**What the task asks**. Find every line in the items below that contains the word "standing" and copy those lines.

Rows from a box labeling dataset
"""

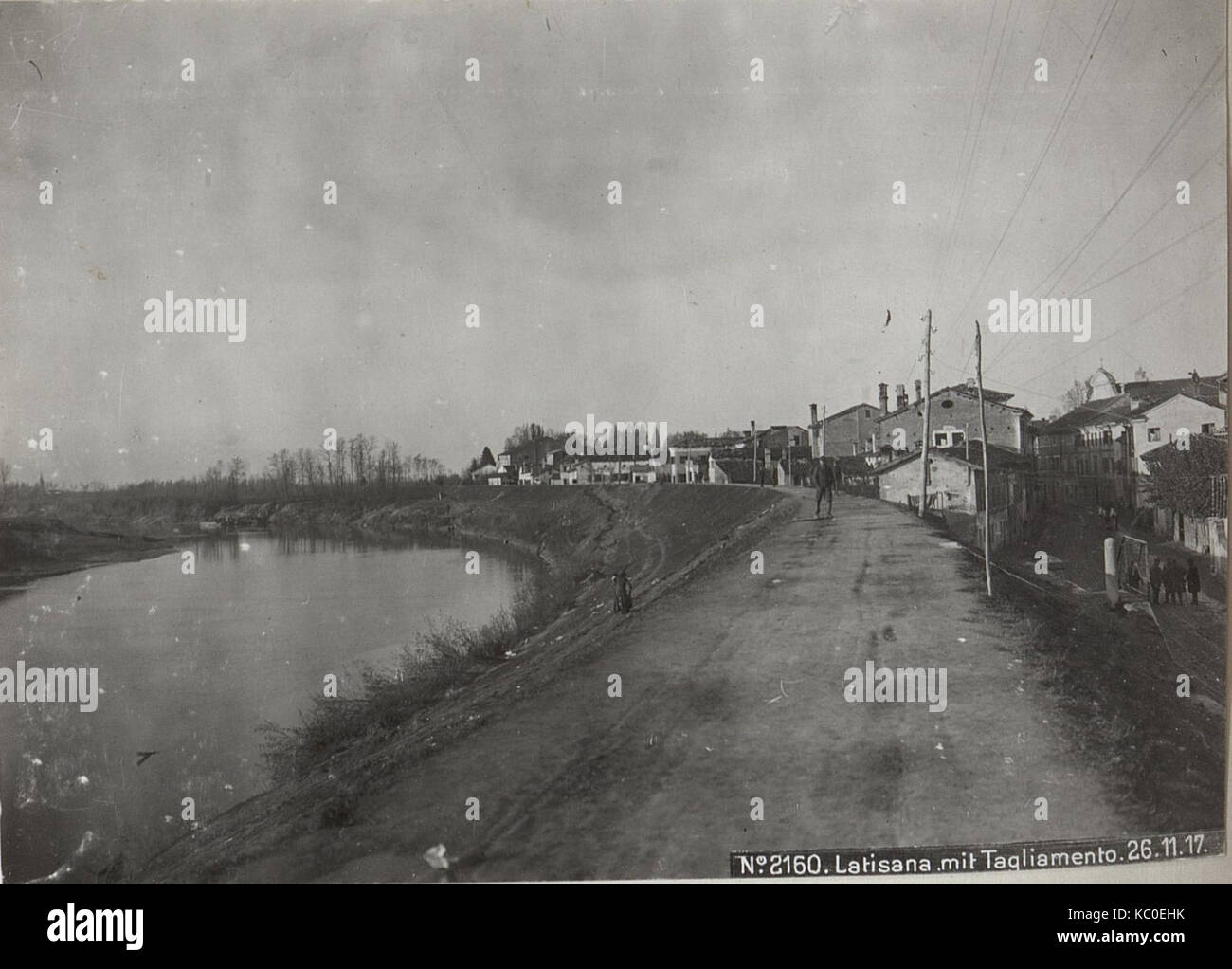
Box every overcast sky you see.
[0,0,1227,482]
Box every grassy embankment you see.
[79,485,788,880]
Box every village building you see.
[872,440,1034,549]
[814,401,881,457]
[1035,367,1227,508]
[876,378,1032,460]
[665,448,715,484]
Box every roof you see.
[872,440,1031,475]
[1121,375,1224,406]
[1040,393,1133,436]
[878,383,1031,420]
[1040,377,1220,436]
[758,424,808,448]
[825,404,881,420]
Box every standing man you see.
[1163,555,1184,603]
[617,568,633,612]
[1149,558,1163,605]
[1186,558,1203,605]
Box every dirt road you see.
[204,496,1125,882]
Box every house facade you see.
[872,440,1034,549]
[876,379,1032,459]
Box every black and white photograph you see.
[0,0,1228,892]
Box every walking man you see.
[1186,558,1203,605]
[1163,556,1184,603]
[616,568,633,612]
[1149,558,1163,605]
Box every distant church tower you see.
[1087,365,1121,401]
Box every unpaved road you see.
[223,493,1128,882]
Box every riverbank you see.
[5,485,783,880]
[0,516,175,594]
[124,485,793,882]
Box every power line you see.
[1040,46,1226,293]
[1078,212,1227,293]
[941,0,1120,333]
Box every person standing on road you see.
[1186,558,1203,605]
[617,568,633,612]
[1163,556,1184,603]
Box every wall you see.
[1133,397,1227,475]
[878,393,1027,452]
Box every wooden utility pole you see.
[976,320,993,599]
[749,420,759,484]
[920,309,933,518]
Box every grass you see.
[260,547,579,778]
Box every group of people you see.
[1129,556,1203,605]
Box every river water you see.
[0,533,533,882]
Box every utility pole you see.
[920,309,933,518]
[749,420,761,484]
[976,320,993,599]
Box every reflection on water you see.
[0,533,527,880]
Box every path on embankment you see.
[218,494,1125,880]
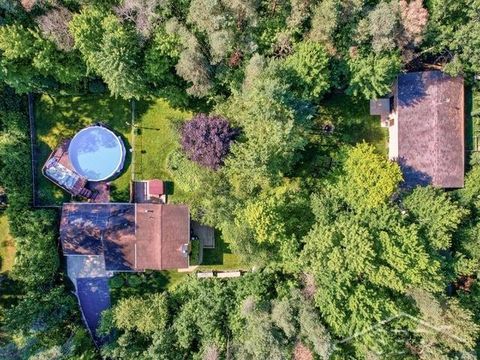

"""

**Exercise solution**.
Box every standing man you see.
Box every person standing on road you see.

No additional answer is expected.